[Data extracted from a collection]
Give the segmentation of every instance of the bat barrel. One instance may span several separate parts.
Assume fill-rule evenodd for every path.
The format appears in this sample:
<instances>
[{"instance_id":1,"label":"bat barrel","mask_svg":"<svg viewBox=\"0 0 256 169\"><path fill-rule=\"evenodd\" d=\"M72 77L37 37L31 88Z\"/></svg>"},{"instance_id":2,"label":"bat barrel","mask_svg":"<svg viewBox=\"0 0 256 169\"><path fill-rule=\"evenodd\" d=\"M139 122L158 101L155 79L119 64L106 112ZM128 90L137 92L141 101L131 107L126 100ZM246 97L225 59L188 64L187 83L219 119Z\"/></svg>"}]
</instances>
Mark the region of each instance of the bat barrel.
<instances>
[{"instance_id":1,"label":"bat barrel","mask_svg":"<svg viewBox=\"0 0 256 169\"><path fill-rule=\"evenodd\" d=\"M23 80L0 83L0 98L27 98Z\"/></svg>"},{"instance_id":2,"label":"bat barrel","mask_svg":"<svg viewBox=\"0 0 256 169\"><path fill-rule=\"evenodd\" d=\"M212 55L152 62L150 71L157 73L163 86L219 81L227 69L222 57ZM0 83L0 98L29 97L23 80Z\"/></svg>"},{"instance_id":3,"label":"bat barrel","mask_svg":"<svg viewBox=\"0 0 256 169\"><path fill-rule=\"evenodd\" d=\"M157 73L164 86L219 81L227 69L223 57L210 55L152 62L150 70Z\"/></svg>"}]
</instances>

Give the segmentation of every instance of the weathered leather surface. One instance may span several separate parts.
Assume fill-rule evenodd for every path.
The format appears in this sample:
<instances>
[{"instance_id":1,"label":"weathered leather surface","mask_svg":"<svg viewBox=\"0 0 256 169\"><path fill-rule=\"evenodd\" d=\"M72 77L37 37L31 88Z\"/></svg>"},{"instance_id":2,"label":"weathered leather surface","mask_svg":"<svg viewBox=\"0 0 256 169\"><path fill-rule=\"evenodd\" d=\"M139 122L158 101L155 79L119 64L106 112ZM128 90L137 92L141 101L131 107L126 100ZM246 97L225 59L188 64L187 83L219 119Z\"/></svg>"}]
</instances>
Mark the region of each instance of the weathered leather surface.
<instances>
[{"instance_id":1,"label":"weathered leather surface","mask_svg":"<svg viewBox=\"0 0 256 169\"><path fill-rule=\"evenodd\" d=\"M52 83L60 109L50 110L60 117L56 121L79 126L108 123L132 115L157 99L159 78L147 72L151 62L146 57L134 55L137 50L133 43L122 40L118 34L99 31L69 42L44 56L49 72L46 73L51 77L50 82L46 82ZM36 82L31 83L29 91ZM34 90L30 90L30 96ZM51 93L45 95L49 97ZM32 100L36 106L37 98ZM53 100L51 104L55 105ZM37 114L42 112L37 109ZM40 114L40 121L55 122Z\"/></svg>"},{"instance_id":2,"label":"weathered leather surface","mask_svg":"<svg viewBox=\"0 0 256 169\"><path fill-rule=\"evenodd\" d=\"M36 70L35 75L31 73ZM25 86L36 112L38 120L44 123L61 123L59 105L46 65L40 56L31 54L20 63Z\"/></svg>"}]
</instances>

Exercise aim: Copy out everything from the line that contains "Give the segmentation of every instance of the weathered" down to the end of the items, keeping each line the same.

Correct response:
Give the segmentation of every instance of the weathered leather surface. One instance may span several separate parts.
Assume fill-rule evenodd for every path.
The format appears in this sample:
<instances>
[{"instance_id":1,"label":"weathered leather surface","mask_svg":"<svg viewBox=\"0 0 256 169\"><path fill-rule=\"evenodd\" d=\"M72 77L37 37L31 88Z\"/></svg>"},{"instance_id":2,"label":"weathered leather surface","mask_svg":"<svg viewBox=\"0 0 256 169\"><path fill-rule=\"evenodd\" d=\"M139 122L158 101L155 79L119 64L106 112ZM128 90L137 92L141 101L131 107L126 100ZM246 97L225 59L188 64L187 83L219 119Z\"/></svg>"}]
</instances>
Mark the region of each instance of the weathered leather surface.
<instances>
[{"instance_id":1,"label":"weathered leather surface","mask_svg":"<svg viewBox=\"0 0 256 169\"><path fill-rule=\"evenodd\" d=\"M52 83L60 109L50 110L60 117L56 121L79 126L108 123L132 115L157 99L159 78L147 72L151 62L146 57L134 55L137 50L133 43L122 40L118 34L99 31L69 42L44 56L49 72L46 73L51 77L50 82L46 82ZM36 82L31 83L29 91ZM34 90L30 90L30 96ZM51 93L45 95L49 97ZM32 100L36 106L37 98ZM53 100L51 104L55 105ZM37 114L42 112L37 109ZM40 114L40 121L55 122Z\"/></svg>"},{"instance_id":2,"label":"weathered leather surface","mask_svg":"<svg viewBox=\"0 0 256 169\"><path fill-rule=\"evenodd\" d=\"M36 70L35 75L31 73ZM25 86L36 112L38 120L44 123L61 123L59 105L46 65L40 56L31 54L20 63Z\"/></svg>"}]
</instances>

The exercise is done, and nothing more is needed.